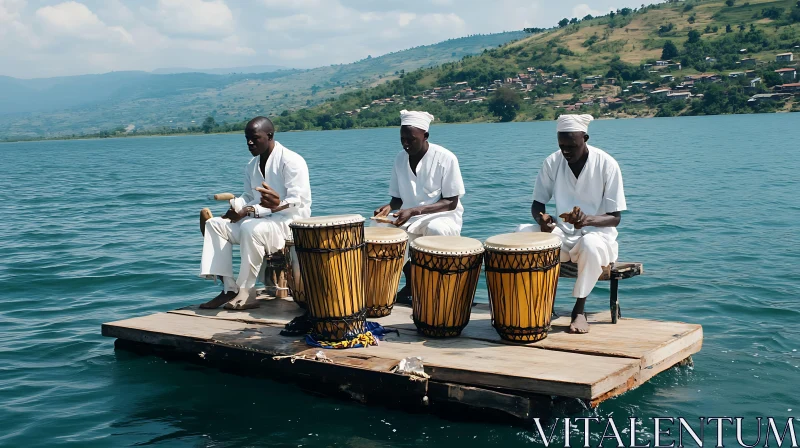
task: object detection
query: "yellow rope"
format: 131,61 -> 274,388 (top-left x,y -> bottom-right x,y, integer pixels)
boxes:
317,331 -> 378,348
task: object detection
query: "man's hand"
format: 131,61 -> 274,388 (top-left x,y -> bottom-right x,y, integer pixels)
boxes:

----

● **EXERCISE INSTRUCTIONS**
Rewrite every line of all the items above, including the requests, but leave out the pictures. Multiply each box coordinate in the answers by 1.65 and round to the nearest whole number, with halves rounding up.

● **FINAL ANSWER**
task: object detection
query: "yellow rope"
format: 131,61 -> 274,388 (top-left x,y -> bottom-right x,y, integer pixels)
boxes:
523,546 -> 624,574
task: object detection
query: "man's hand"
format: 131,61 -> 274,388 (top-left x,y -> bottom-right x,y, integer pixels)
boxes:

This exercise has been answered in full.